### SHORT TASK:
The listing below should be written out exactly; please include all of it.

Rows from a dataset
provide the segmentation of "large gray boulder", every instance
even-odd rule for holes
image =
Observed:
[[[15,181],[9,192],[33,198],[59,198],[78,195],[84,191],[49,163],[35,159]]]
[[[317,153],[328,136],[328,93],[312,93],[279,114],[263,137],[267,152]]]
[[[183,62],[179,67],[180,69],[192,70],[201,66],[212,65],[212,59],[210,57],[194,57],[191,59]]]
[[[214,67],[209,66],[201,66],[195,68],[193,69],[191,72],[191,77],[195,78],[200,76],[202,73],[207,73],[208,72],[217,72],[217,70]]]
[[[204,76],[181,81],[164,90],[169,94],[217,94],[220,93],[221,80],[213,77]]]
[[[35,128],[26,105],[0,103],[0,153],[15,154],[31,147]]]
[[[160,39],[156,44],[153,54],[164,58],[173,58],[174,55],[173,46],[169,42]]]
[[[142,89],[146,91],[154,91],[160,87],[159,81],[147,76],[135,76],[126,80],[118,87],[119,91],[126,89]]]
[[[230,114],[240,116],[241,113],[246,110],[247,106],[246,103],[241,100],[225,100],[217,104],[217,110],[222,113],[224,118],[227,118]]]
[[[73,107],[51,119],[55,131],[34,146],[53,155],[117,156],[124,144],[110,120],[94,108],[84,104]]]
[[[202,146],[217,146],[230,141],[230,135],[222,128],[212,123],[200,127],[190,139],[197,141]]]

### SOLUTION FOR THIS TASK:
provide the segmentation of "large gray boulder", every instance
even-odd rule for holes
image =
Observed:
[[[15,181],[9,192],[33,198],[59,198],[78,195],[84,191],[49,163],[35,159]]]
[[[317,153],[328,136],[328,93],[312,93],[279,114],[263,137],[267,152]]]
[[[183,62],[179,67],[180,69],[192,70],[201,66],[212,65],[212,59],[210,57],[194,57],[191,59]]]
[[[214,67],[209,66],[201,66],[195,68],[193,69],[191,72],[191,77],[195,78],[200,76],[202,73],[207,73],[208,72],[217,72],[217,70]]]
[[[204,76],[181,81],[164,90],[169,94],[217,94],[220,93],[221,80],[213,77]]]
[[[35,128],[26,105],[0,103],[0,153],[15,154],[31,147]]]
[[[160,39],[156,44],[153,54],[164,58],[173,58],[174,55],[173,46],[169,42]]]
[[[142,89],[146,91],[154,91],[160,87],[159,81],[147,76],[135,76],[126,80],[118,87],[119,91],[126,89]]]
[[[230,114],[240,116],[241,113],[246,110],[247,106],[246,103],[241,100],[225,100],[217,104],[217,110],[222,113],[224,118],[227,118]]]
[[[73,107],[51,119],[55,131],[34,146],[53,155],[117,156],[124,144],[110,120],[94,108],[84,104]]]
[[[202,146],[217,146],[230,141],[230,135],[222,128],[212,123],[200,127],[190,139],[197,141]]]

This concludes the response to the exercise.